***** Quoted passage
These diary entries start with my pregnancy with my first child and are on-going. They describe my daily experiences--the good, the bad, and the funnt-- of raising a child bilingual. Christine Jernigan 08:31, 27 April 2006 (MST)
Anything in italicized parentheses are comments I added later to say what worked, what I modified, etc.
January 1, 2002 (nearly one month old) For the first time, today speaking Portuguese came naturally. I didn’t have to switch myself into it, it just happened. Surprisingly, it even happened while other people were in the room –momma and Stephen were with me. Last night I spoke on the phone to Olga. She’s immigrated to Australia from Kazakhstan and has been speaking Russian to Nicole, her 3 year old. Nicole understands but responds in English. Olga can say in Russian, “Go tell Daddy X,” and she’ll go tell him in English. Olga’s not worried that Nicole doesn’t speak it, says it’s just passive knowledge and that’s enough. She doesn’t think it’s good to speak Russian with her around other people because she’ll become self-conscious. She told me about a German who did that and the kid felt singled out. Also Olga said Nicole learned to talk late because she had the two languages in her head. At 2.5 she started to speak and did it in complete sentences, though, not just one word at a time. She also said she found Russian children’s books at the library. I may interview Olga for the book to get more information.
January 3, 2002 One thing I’ve done to improve my Portuguese daily is monologues. I tell Sydney as I breastfeed about our plan for the day, looking up in a dictionary any words I don’t know. I have conversations with myself that I’ll have with people later on like at Brazilian playgroup. I look up verb sand words I have trouble with. For conversations I’m sure I’ll have, I even write them down in my data notebook.
January 6, 2002 (one month old today!) Talked to the Brazilian leader of the playgroup, Lia, and she said there is no problem with my not being Brazilian that the group is for people wanting to raise billingual children. I’ll go Friday for the first time. I feel a bit odd going with a newborn but Brazilians always make me feel at home so that I won’t worry about too much. It’ll take awhile to get there because we’re going by ferry. I think it’ll be worth it though, just to have contact with Brazilians.
**********
(Given task 1)
Copy out the lines of the listing from the line containing "# draw the outline of every instance of the distant" to the line containing "56), (32, 60)]", both included, reproducing each one exactly.
***** Materials provided
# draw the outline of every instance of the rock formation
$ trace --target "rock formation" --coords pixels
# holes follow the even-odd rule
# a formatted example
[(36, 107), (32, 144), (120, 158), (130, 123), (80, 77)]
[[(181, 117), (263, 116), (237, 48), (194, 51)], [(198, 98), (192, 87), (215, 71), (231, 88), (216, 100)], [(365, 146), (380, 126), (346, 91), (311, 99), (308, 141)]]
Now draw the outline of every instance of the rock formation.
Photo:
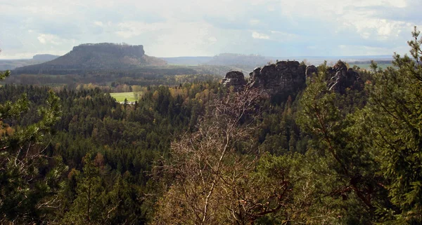
[(352, 68), (347, 69), (347, 67), (341, 61), (338, 61), (333, 67), (328, 67), (327, 74), (331, 77), (328, 88), (340, 94), (344, 94), (346, 88), (362, 90), (364, 88), (359, 74)]
[(234, 86), (237, 90), (243, 88), (246, 81), (245, 81), (243, 73), (238, 71), (231, 71), (226, 74), (222, 83), (226, 87)]
[(297, 61), (279, 61), (276, 64), (255, 68), (249, 74), (247, 83), (243, 83), (245, 82), (243, 74), (239, 71), (227, 73), (222, 83), (224, 86), (233, 86), (236, 90), (241, 90), (243, 87), (258, 88), (271, 96), (287, 95), (287, 97), (305, 86), (305, 65)]
[(65, 55), (44, 63), (16, 68), (15, 74), (77, 74), (84, 70), (113, 70), (144, 65), (164, 65), (165, 61), (145, 55), (143, 46), (110, 43), (85, 43)]
[(311, 77), (312, 74), (315, 74), (315, 75), (318, 74), (318, 69), (314, 65), (310, 65), (306, 67), (306, 77)]
[[(318, 74), (318, 68), (314, 65), (307, 67), (297, 61), (279, 61), (276, 64), (257, 67), (249, 74), (248, 83), (244, 80), (243, 74), (231, 71), (226, 74), (222, 80), (224, 86), (234, 86), (235, 90), (257, 88), (270, 96), (281, 95), (286, 97), (295, 95), (306, 86), (306, 78)], [(327, 69), (330, 79), (328, 86), (330, 90), (339, 93), (345, 93), (346, 88), (362, 90), (363, 82), (359, 74), (352, 69), (338, 61), (333, 67)]]

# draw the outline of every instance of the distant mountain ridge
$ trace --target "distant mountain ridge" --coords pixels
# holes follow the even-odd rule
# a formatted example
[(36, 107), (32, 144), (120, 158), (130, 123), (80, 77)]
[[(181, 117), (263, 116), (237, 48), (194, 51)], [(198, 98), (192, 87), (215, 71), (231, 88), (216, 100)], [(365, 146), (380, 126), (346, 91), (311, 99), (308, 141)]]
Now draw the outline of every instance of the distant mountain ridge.
[(65, 55), (39, 64), (18, 67), (16, 74), (63, 74), (80, 70), (108, 70), (160, 66), (166, 62), (145, 55), (143, 46), (110, 43), (84, 43)]
[(37, 60), (37, 61), (51, 61), (51, 60), (56, 60), (56, 58), (59, 57), (60, 55), (51, 55), (51, 54), (37, 54), (34, 56), (32, 56), (32, 60)]

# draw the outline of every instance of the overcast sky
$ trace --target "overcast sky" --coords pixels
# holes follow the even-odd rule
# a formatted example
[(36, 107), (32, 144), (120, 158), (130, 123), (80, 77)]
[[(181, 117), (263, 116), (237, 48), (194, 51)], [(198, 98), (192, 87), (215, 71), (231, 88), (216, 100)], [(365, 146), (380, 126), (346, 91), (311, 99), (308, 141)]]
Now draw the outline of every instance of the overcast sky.
[(407, 53), (422, 0), (0, 0), (0, 58), (63, 55), (84, 43), (158, 57)]

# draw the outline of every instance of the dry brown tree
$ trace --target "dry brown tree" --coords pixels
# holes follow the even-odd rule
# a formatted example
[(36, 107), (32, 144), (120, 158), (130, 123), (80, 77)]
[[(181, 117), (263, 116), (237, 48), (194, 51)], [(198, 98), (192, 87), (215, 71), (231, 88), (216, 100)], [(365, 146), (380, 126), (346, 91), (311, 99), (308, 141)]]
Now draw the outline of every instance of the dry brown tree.
[(154, 224), (252, 224), (282, 208), (288, 181), (254, 175), (262, 97), (246, 90), (215, 100), (198, 130), (172, 144), (162, 170), (173, 180), (157, 203)]

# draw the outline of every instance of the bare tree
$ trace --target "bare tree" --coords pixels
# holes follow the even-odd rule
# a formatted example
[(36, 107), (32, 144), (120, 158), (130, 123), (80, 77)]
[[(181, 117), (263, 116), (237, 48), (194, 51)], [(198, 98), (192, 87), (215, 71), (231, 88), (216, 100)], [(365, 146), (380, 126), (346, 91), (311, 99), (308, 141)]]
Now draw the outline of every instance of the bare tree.
[(215, 100), (198, 131), (172, 143), (162, 169), (174, 181), (158, 203), (155, 224), (252, 224), (282, 207), (288, 181), (254, 175), (262, 96), (246, 90)]

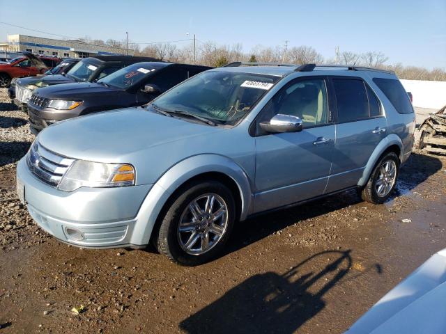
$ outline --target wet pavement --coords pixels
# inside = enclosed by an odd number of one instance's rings
[[[79,249],[40,230],[15,199],[26,140],[0,164],[1,334],[342,333],[446,248],[446,159],[415,152],[387,203],[349,191],[257,216],[204,265]]]

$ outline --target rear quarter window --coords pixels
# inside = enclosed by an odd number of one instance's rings
[[[394,79],[374,78],[374,82],[379,87],[397,111],[399,113],[413,113],[409,97],[399,80]]]

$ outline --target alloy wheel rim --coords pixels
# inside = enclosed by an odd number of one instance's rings
[[[187,254],[201,255],[215,246],[228,226],[228,207],[216,193],[201,195],[192,200],[180,218],[177,237]]]
[[[387,160],[381,165],[375,189],[379,197],[387,196],[397,180],[397,164],[393,160]]]

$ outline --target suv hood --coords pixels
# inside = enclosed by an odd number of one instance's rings
[[[48,86],[76,82],[74,79],[62,74],[48,74],[43,77],[36,79],[38,79],[36,82],[42,81]]]
[[[141,155],[134,152],[224,129],[134,107],[56,123],[40,132],[38,140],[48,150],[71,158],[132,164]]]
[[[47,99],[82,100],[93,94],[116,94],[124,90],[106,87],[93,82],[78,82],[43,87],[36,95]]]

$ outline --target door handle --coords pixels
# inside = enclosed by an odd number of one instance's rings
[[[372,134],[383,134],[385,132],[385,127],[376,127],[374,130],[371,132]]]
[[[330,142],[330,139],[324,137],[318,137],[315,141],[313,142],[313,145],[324,145]]]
**********
(Given task 2)
Continue the diary about raising a child bilingual, starting right after its last sentence.

(Task answer 1)
# draw the outline of every instance of the distant mountain ridge
$ trace --target "distant mountain ridge" --coords pixels
# holes follow the even-odd rule
# a formatted example
[(36, 107), (32, 144), (120, 158), (130, 123), (80, 77)]
[[(181, 117), (263, 116), (237, 48), (194, 51)], [(198, 98), (192, 87), (215, 71), (231, 88), (216, 100)], [(365, 146), (380, 126), (346, 91), (311, 99), (308, 141)]]
Now draw the outline of every instance of the distant mountain ridge.
[(65, 55), (39, 64), (18, 67), (16, 74), (63, 74), (80, 70), (108, 70), (160, 66), (166, 62), (145, 55), (143, 46), (110, 43), (84, 43)]
[(37, 60), (37, 61), (51, 61), (51, 60), (56, 60), (56, 58), (59, 57), (60, 55), (51, 55), (51, 54), (37, 54), (34, 56), (32, 56), (32, 60)]

(Task answer 2)
January 7, 2002 I was reading the Harding book, “The Bilingual Family.” One social strategy they mentioned was acting as if you understand even when you don’t. Made me think of the phone conversation I had with Lia (leader of the Br. Playgroup). She thought I was Brazilian at first and I was having trouble understanding her sometimes when she said things I wasn’t expecting so I made some cover up about my phone not being the best so she wouldn’t know it was my problem. The problem with my Portuguese is that my accent and foreign language communication skills (cognitive and social) are better than my vocabulary and grammar. That makes me appear Brazilian but not particularly smart. For example, in an email I’d sent Lia earlier I’d wanted to say the baby was “due” Dec. 7th but wasn’t sure about using “due” so I said we were expecting her the 7th. Lia thought that meant for sure we were expecting her, and assumed we’d scheduled a C-section so on the phone she asked, (I thought out of the blue) if I’d had a C-section. That threw me b/c it didn’t fit with our conversation and therefore I didn’t understand it so basically I want the Brazilian mothers to know I’m American because I’d rather look foreign than look dumb or odd.Also I worry about, since I’m not a native Brazilian, whether I’ll teach Sydney the language but not really the culture since it’s not my culture. (I changed my mind some on this one later on)…
January 8, 2002 Another vocabulary builder I’ve started is what I call and “alphabet run.” I started on the Portuguese English side of the dictionary and went through a page of ½ of the “a’s” checking for words I don’t know and feel are useful. When I found one I write it down and the definition in English and any usage notes. If unsure about usage I put a . and leave space to use it in context later when I meet with a Brazilian tutor. I’m careful not to skip over words I think are easy because often alternative usages are there. For example, “aberto” means “open” which of course I know but it’s also used to say “running” as in “the tap is running” (O torneiro esta aberto.”) After a page and ½ I move to another letter marking my place b/c after awhile all the ‘a’ words start to run together.
January 10, 2002 I went to Brazilian playgroup. It took forever to get there. 2 ferries and had to leave the house early so I lost those 1-1/2 hours of sleep I get in after her early morning feed. Got there, to the park, right at 10 and no one was there. I walked around the park with mom who’s here visiting me. We were sneaking near people listening to see if anyone was speaking Portuguese but to no avail. I felt like some sort of linguistic stalker. I sat down to let Sydney breastfeed for ½ an hour but still no one had come. Mom walked around the park outskirts listening . I saw a mother going towards the park entrance calling to her daughter, “vem” and asked her in Portuguese if she was Brazilian. She was and was there for the playgroup.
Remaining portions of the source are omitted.